> Goal of the exercise
Reproduce the following listing verbatim, beginning with its first line and stopping after the line that contains "[0,0,430,512]".

::::

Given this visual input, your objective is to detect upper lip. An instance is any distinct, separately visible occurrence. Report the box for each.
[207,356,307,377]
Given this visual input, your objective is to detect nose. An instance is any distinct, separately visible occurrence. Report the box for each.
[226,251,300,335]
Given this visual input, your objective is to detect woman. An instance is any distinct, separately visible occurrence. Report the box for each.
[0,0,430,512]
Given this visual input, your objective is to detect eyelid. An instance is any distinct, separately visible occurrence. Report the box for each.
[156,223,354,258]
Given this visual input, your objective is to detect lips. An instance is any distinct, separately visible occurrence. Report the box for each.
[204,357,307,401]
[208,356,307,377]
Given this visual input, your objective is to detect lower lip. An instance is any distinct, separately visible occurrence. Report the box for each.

::::

> Answer to the problem
Given this visual input, your objective is to detect upper lip. An instance is any distinct, separately visible occurrence. Report the box for each.
[207,356,307,377]
Given this visual input, your objective is to detect nose. An instance is any distinct, separately visible occurrence. Report the box for each.
[226,251,300,335]
Given this visual input, your objective is to detect woman. An instance is any distinct, separately visible occurrence. Report the box for each.
[0,0,430,512]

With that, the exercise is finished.